[Image location labeling entries]
# # #

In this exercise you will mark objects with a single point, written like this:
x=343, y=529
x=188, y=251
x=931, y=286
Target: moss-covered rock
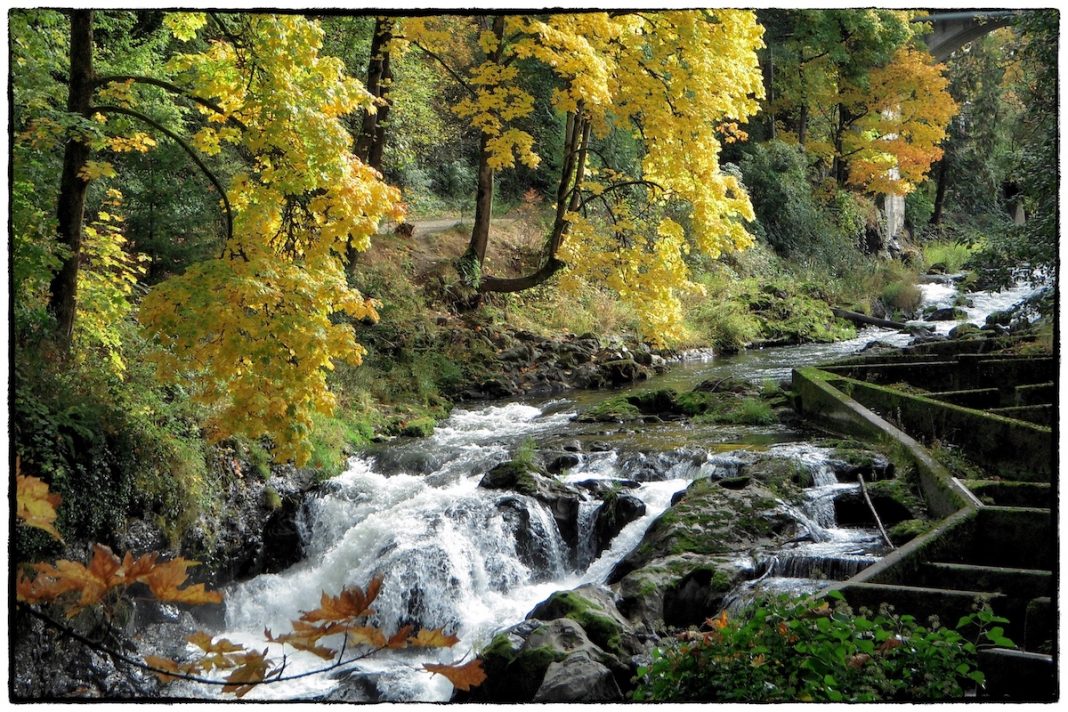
x=595, y=611
x=708, y=520
x=966, y=330
x=418, y=427
x=679, y=589
x=907, y=531
x=516, y=660
x=613, y=410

# # #

THE PROBLEM
Rewrite all lines of the records above, keeping every request and its format sample unchanged, and scale each x and y coordinate in the answers by 2.1, rounding to the nearest whole number with halves going up. Leave the pictures out.

RESULT
In this exercise you will mark objects with a single point, written like this:
x=343, y=529
x=188, y=251
x=931, y=286
Target: moss-covered rock
x=1250, y=1283
x=1487, y=1092
x=2029, y=693
x=878, y=897
x=1426, y=1237
x=1905, y=1115
x=1084, y=1386
x=1287, y=861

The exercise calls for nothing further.